#### TASK INSTRUCTIONS
Copy every item below verbatim, line for line. Omit the pictures from your output.
═══ MATERIAL FOR THE TASK
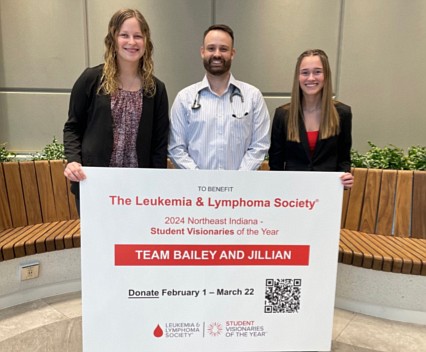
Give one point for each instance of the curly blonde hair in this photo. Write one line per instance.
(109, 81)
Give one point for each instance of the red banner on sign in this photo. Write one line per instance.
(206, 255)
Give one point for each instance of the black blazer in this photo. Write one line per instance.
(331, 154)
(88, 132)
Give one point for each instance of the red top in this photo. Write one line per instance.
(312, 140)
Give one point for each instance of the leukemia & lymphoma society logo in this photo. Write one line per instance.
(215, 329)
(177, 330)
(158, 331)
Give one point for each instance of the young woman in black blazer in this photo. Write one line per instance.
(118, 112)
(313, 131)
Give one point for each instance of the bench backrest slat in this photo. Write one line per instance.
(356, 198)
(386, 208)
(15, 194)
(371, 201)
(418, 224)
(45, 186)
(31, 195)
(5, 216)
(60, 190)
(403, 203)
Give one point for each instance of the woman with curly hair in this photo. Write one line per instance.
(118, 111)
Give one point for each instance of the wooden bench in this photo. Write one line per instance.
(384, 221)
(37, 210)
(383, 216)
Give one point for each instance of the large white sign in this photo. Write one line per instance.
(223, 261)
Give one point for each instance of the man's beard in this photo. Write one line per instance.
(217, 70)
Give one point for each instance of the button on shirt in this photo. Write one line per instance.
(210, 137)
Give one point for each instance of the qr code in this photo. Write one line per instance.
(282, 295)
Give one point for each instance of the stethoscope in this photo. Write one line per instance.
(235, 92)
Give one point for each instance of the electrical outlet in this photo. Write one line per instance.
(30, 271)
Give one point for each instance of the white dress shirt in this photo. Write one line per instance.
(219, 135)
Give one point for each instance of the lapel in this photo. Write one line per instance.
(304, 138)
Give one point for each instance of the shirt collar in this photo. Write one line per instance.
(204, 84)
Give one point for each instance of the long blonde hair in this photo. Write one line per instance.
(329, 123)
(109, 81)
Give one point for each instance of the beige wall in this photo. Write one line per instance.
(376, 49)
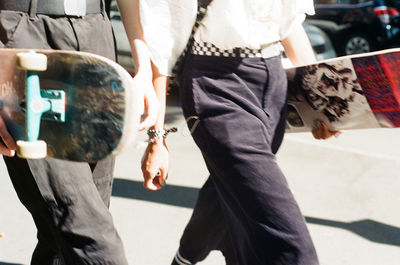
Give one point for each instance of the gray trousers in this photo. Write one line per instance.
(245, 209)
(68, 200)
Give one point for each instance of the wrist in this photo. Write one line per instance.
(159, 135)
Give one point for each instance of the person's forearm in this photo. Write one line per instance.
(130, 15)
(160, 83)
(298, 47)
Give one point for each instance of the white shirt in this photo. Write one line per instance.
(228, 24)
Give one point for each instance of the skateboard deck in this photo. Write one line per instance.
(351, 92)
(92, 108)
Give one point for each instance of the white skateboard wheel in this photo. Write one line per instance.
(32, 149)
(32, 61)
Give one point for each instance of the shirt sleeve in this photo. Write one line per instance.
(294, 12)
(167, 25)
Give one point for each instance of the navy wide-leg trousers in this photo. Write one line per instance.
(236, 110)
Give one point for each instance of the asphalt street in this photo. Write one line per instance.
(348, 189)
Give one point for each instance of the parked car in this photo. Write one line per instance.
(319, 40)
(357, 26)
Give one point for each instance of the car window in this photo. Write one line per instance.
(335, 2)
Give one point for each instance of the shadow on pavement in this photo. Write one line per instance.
══════
#### RESULT
Give one point for each instance of the curly blonde hair in this photo. Write one line per instance.
(109, 81)
Give one point for each instance of the red banner on sign in this photo. Write one line per instance.
(206, 255)
Give one point for each instance of the black blazer in this photo. Write one line per instance.
(331, 154)
(88, 132)
Give one point for each instance of the red top in this photo. Write one line per instance.
(312, 140)
Give one point for each instance of the leukemia & lymphoma society logo in this photo. Write one line per instance.
(215, 329)
(177, 330)
(158, 331)
Give one point for each instance of the young woman in black blazer in this photo. Write one line per instance.
(118, 112)
(313, 131)
Give one point for each instance of the bench backrest slat in this photo. Write one line per instance.
(356, 198)
(386, 208)
(15, 194)
(371, 201)
(418, 224)
(45, 186)
(31, 195)
(5, 216)
(60, 190)
(403, 203)
Give one point for each instance of the woman with curly hair in this photo. Write one line per instance.
(118, 111)
Give one point for each instance of the wooden bench in this photo. Write one line per instance.
(384, 221)
(37, 210)
(383, 216)
Give one point for each instance of the large white sign in this photo. Write one line per instance.
(223, 261)
Give one point for each instance of the man's beard in this photo. Write one line per instance.
(217, 70)
Give one point for each instance of the button on shirt in this photo. Write one line per instance.
(210, 137)
Give one point for each instance of the qr code in this photo. Write one line per instance.
(282, 295)
Give one point for each instance of the stethoscope in this photo. Write one line per instance.
(235, 92)
Give one point for each instance of the electrical outlet in this photo. Write one line per instance.
(30, 271)
Give one point for each instance of the white dress shirt in this photo. Write one line per instance.
(219, 135)
Give one point for each instance of the lapel in this photo. Write one line per instance.
(304, 138)
Give one point for each instance of the shirt collar in this photo. Write one line per instance.
(204, 84)
Give one point for each instance of the long blonde hair in this photo. Write one line per instance.
(329, 123)
(109, 81)
Give one point for each instance of the beige wall in this photo. Write one line per instance.
(376, 49)
Give one point for each instance of the gray trousers in this photo. Write one line per instance.
(245, 209)
(68, 200)
Give one point for each instance of the wrist in this photo. Write one line per instance.
(159, 135)
Give one point for each instance of the person's forearm in this photo. Write one line per instance.
(130, 15)
(160, 83)
(298, 47)
Give one point for each instance of the white shirt in this photo. Write one line per instance.
(228, 24)
Give one point for each instance of the skateboard deck in this photo. Write one line per instance.
(351, 92)
(92, 108)
Give one point for each instance of the white skateboard wheel in this photo. Write one line per instance.
(32, 149)
(32, 61)
Give one point for each instance of the shirt sleeve in this photo. Write one line per instance.
(294, 12)
(167, 25)
Give one point for each instance of the navy wide-leg trousers in this photo. Write one line per instance.
(236, 110)
Give one point for each instance of the asphalt street in this photo. Write one line per instance.
(348, 189)
Give one point for each instance of the parked car in this photo. Write one line per instance.
(319, 40)
(357, 26)
Give one point for each instance of the car window in this photo. Write one line per instance.
(335, 2)
Give one point for each instance of the shadow on pavement in this photo. Write one line per instance.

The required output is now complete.